◆ PROBLEM STATEMENT
Reproduce all the records below, swapping every "one point per instance" for "one point for each instance" and leaving everything else unchanged. Omit the pictures from your output.

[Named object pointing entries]
------------------------------
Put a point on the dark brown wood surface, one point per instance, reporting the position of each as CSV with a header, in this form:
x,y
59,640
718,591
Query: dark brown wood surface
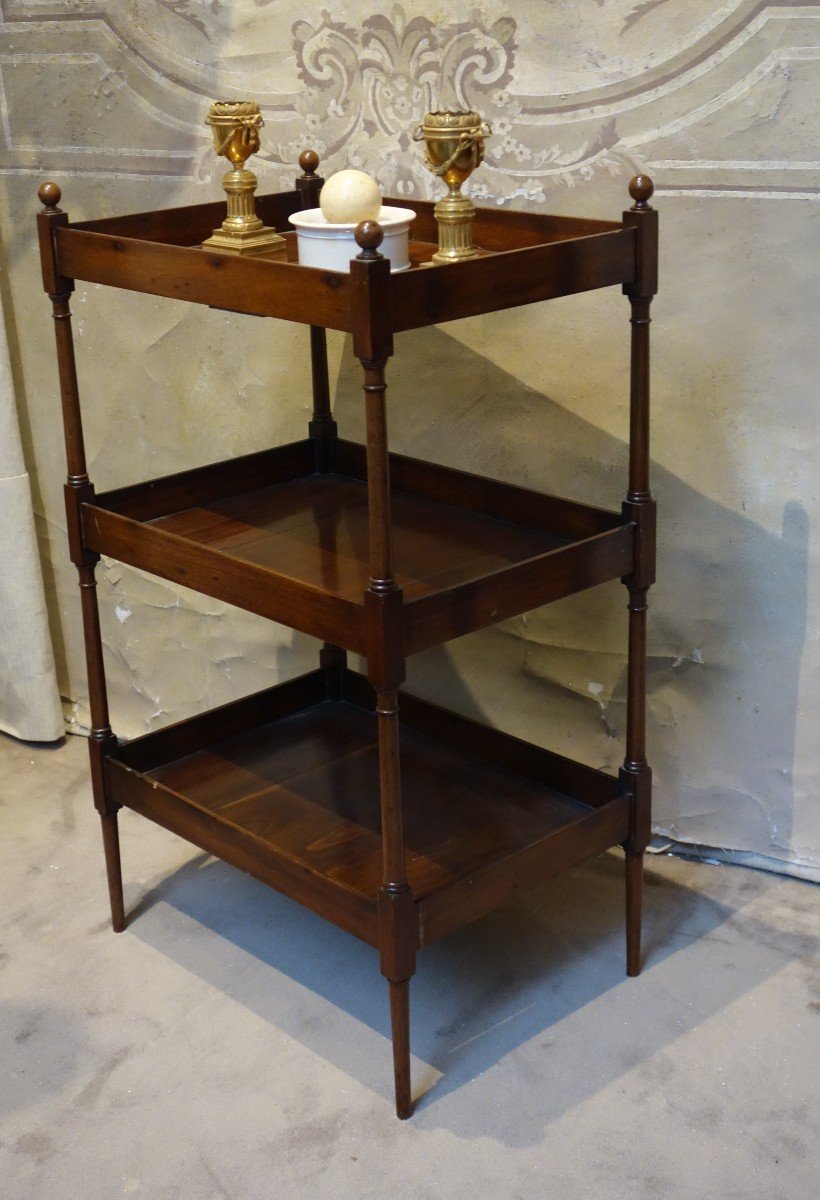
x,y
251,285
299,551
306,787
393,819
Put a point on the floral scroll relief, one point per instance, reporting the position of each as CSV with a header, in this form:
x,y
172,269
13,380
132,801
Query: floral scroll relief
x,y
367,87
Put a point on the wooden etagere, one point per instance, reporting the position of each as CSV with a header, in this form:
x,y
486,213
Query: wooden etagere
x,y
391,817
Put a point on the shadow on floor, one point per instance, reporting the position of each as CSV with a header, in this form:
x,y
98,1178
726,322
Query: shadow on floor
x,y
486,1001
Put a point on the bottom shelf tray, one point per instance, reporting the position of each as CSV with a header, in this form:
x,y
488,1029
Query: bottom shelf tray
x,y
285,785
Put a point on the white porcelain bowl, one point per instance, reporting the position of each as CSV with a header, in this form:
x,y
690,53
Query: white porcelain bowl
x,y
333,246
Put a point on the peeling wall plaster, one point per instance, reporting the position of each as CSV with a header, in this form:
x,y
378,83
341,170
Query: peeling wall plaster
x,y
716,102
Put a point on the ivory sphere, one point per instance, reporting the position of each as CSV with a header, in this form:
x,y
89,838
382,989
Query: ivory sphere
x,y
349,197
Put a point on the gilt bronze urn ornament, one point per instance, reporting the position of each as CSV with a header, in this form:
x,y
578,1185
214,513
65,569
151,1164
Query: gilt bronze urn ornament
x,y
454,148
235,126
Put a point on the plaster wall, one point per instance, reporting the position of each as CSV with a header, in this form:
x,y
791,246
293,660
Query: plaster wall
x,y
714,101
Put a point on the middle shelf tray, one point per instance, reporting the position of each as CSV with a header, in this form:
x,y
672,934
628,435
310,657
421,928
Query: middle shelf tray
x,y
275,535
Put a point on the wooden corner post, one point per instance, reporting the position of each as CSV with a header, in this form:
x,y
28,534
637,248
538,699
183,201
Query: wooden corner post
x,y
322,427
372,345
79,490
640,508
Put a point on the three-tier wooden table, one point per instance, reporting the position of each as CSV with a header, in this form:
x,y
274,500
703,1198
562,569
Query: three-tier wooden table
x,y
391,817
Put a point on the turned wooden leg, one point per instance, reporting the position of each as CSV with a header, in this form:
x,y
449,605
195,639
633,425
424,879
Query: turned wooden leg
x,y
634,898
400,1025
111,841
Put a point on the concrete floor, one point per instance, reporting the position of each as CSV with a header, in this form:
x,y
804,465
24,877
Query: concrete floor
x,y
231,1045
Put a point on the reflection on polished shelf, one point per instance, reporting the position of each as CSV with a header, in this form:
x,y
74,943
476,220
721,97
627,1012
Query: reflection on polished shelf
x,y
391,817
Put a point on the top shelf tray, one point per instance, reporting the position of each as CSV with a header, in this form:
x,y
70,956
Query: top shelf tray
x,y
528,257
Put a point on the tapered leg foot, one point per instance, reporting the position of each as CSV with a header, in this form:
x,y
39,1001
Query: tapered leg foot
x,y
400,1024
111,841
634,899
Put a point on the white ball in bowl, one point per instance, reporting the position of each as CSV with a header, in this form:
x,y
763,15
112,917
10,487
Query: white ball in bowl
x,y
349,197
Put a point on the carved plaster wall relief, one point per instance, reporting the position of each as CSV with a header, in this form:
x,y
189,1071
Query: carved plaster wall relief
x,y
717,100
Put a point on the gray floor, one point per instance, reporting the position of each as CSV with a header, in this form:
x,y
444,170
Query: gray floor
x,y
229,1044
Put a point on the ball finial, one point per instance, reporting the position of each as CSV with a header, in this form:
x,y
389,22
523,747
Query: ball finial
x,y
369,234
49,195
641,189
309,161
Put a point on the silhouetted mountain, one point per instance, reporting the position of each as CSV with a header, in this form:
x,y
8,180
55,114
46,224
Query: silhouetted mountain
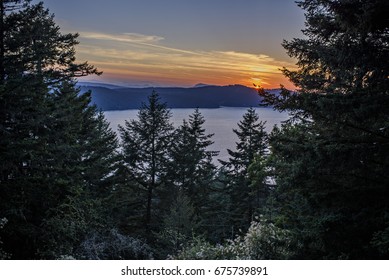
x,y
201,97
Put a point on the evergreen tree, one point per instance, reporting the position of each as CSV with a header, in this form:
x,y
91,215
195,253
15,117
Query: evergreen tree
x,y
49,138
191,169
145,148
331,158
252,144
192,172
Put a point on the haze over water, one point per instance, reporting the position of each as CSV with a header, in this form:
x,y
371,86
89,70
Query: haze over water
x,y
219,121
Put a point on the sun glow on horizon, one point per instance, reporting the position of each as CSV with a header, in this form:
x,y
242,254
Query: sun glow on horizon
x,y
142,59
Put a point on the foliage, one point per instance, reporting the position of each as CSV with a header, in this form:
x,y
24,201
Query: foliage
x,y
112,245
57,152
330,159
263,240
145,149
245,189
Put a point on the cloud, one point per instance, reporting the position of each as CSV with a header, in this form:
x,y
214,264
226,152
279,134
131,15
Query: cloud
------------------------------
◆ OUTPUT FOR THIS TASK
Put a point on the dark brown wood surface, one point for each instance, reporting the position of each as CSV with a header, in this form:
x,y
59,640
718,591
Query: dark brown wood surface
x,y
251,285
299,551
306,787
393,819
Put a point on the floral scroll relief, one point for each instance, reporting the position of each as CSV with a header, in this form:
x,y
172,269
13,380
132,801
Query: floral scroll relief
x,y
367,87
Put a point on the wooden etagere, one point for each instance, reporting the position of each as CSV with a header, in this form:
x,y
486,213
Query: wooden etagere
x,y
391,817
Put a point on the shadow on floor, one point for each instance, reporting the position of each as CSV with a header, in this form:
x,y
98,1178
726,322
Query: shadow on floor
x,y
486,1001
Put a point on the bottom shelf tray, one point for each instance, reporting the position of each as CSV with a header, in this form:
x,y
488,1029
Query: bottom shelf tray
x,y
285,785
Put a point on the white porcelain bowl, one point for each instance, reporting the position of each as CSV with a header, in this form:
x,y
690,53
Query: white porcelain bowl
x,y
333,246
Put a point on the peeling wall plaster, one point for each instance, reporting the position of each as CSV with a header, in this form:
x,y
378,83
341,170
Query: peeling wall plaster
x,y
716,102
Put a point on the ivory sphere, one point for each instance, reporting the position of each as CSV with a header, in this form:
x,y
89,838
382,989
Query: ivory sphere
x,y
349,197
Put a point on the gilt bronze urn ornament, one point for each instance, reporting the position of each as CSV with a header, in this form:
x,y
578,1185
214,513
65,569
151,1164
Query: gilt bronze urn ornament
x,y
454,148
235,126
Put a point on the plaster wall, one point for each instance, reporting the position of each as CSV with a header, in this form:
x,y
791,246
293,660
Query: plaster wall
x,y
714,101
Put a point on the middle shelf tray, one point for each instance, reporting the position of each as CSV with a header, in this form:
x,y
672,934
628,435
310,657
421,928
Query: middle shelf tray
x,y
275,535
Put a point on the wooden corner post, one point for each instance, reporting the position of each as CSV with a header, in this form:
x,y
28,534
637,248
538,699
183,201
Query: wooden corner post
x,y
322,427
372,345
79,490
640,508
Put a point on the three-tier wooden table, one point for each instance, reporting the position of each as CSV with a header, in this form:
x,y
274,500
703,1198
562,569
Query: three-tier wooden table
x,y
391,817
Put a point on the turned wooden leg, one point for each instance, reporting the position of each as CSV with a header, in this form:
x,y
449,605
195,639
633,425
424,879
Query: turned wooden leg
x,y
634,898
400,1025
111,841
Put a point on the concrete floor, one point for each instance, reporting the position of each as CSV with a header, in this form:
x,y
804,465
24,877
Query: concrete floor
x,y
231,1045
Put a point on the reflection on polished shelf, one point for each instance, reporting the position of each as CSV with a header, in this form:
x,y
74,943
476,220
721,97
627,1012
Query: reflection on polished shelf
x,y
391,817
Put a point on the top shelf tray, one point for each instance, reporting the position of each as CSV with a header, in this form:
x,y
70,956
Query: top shelf tray
x,y
528,257
Put a point on the tapered leg foot, one point for each instance, reporting the position of each as CSV with a header, in this form:
x,y
39,1001
Query: tapered leg foot
x,y
400,1024
111,841
634,899
Put a point on the white ball in bowl, one point for each instance, reporting the position of each as CSV with a header, in this form:
x,y
763,15
112,917
10,487
Query: white ball in bowl
x,y
349,197
Put a point on the carved plaster wall relief, one point for each instance, reporting the position of each as CSV with a header, in this form:
x,y
189,1071
Query: carved plaster wall relief
x,y
717,100
Put a point on the gray floor, one point for each instance, reporting the position of each as CSV with a header, in this form:
x,y
444,170
Query: gray floor
x,y
229,1044
Put a point on the ball finial, one point for each instance, reporting the position of each as CSV with a header, in this form:
x,y
389,22
523,747
Query: ball finial
x,y
369,234
49,195
641,189
309,161
Put a point on the silhouetted mountain, one point for each instance, reporting the position of each as CSV with a header, in this form:
x,y
8,180
55,114
46,224
Query: silhouetted mountain
x,y
201,97
Put a point on the evergreen tree, one point for each instance, reporting the position of each as CSV with a header, in this form:
x,y
91,215
195,253
15,117
Query: evergreen tree
x,y
49,138
191,169
145,148
331,158
252,144
192,172
Put a point on the haze over water, one point for each instance, reporting the position of each as CSV with a header, in this form:
x,y
371,86
89,70
Query: haze over water
x,y
219,121
Put a point on the sun glow on horizon, one point for each instance, reporting the position of each as CSV with a header, in this form:
x,y
242,254
Query: sun glow on horizon
x,y
142,59
Put a point on the foliage, one point for each instance, reporting the position of each as CSV with a header, in this form:
x,y
24,201
Query: foliage
x,y
112,245
57,152
330,159
263,240
145,149
245,189
Put a point on the cloud, one point for each instance, reporting the position of each as CSV with a header, in this form:
x,y
214,264
226,152
279,134
131,15
Query: cloud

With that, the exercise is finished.